→ TRECHO DA FONTE:
Filosofia – Pensadores e Obras

ficção comunista

O comportamento uniforme que se presta à determinação estatística e, portanto, à predição cientificamente correta dificilmente pode ser explicado pela hipótese liberal de uma naturalharmonia de interesses” que é a base da economia “clássica” Não Karl Marx, mas os próprios economistas liberais tiveram de introduzir a “ficção comunista” isto é, supor a existência de um único interesse da sociedade como um todo, que com “uma mão invisível” guia o comportamento dos homens e produz a harmonia de seus interesses conflitantes.

→ LINHAS:
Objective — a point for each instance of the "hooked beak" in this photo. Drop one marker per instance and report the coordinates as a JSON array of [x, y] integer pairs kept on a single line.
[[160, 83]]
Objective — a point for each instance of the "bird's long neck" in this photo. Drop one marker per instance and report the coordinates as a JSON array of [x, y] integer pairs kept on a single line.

--

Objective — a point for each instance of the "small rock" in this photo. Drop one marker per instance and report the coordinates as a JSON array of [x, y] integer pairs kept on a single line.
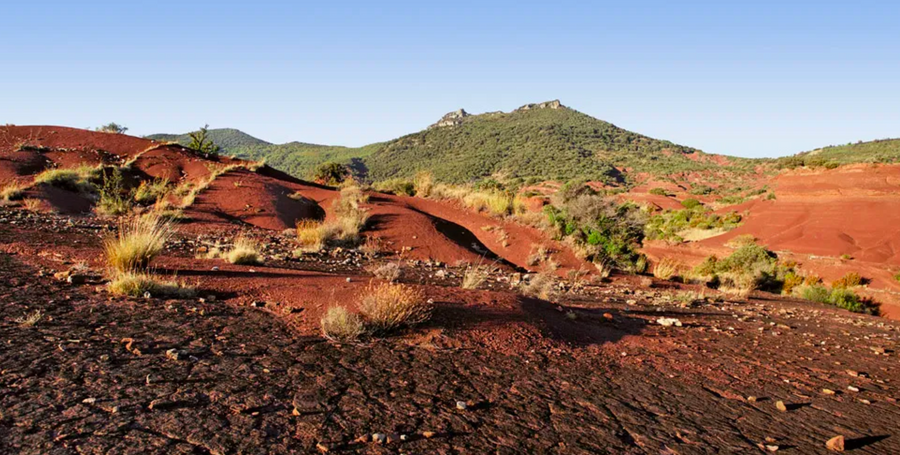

→ INSTRUÇÃO: Repita, sem nenhuma alteração, a parte do texto sobre a ficção comunista que vai de "O comportamento uniforme" até "seus interesses conflitantes.", incluindo estas últimas palavras.

→ RESULTADO DA TAREFA:
O comportamento uniforme que se presta à determinação estatística e, portanto, à predição cientificamente correta dificilmente pode ser explicado pela hipótese liberal de uma naturalharmonia de interesses” que é a base da economia “clássica” Não Karl Marx, mas os próprios economistas liberais tiveram de introduzir a “ficção comunista” isto é, supor a existência de um único interesse da sociedade como um todo, que com “uma mão invisível” guia o comportamento dos homens e produz a harmonia de seus interesses conflitantes.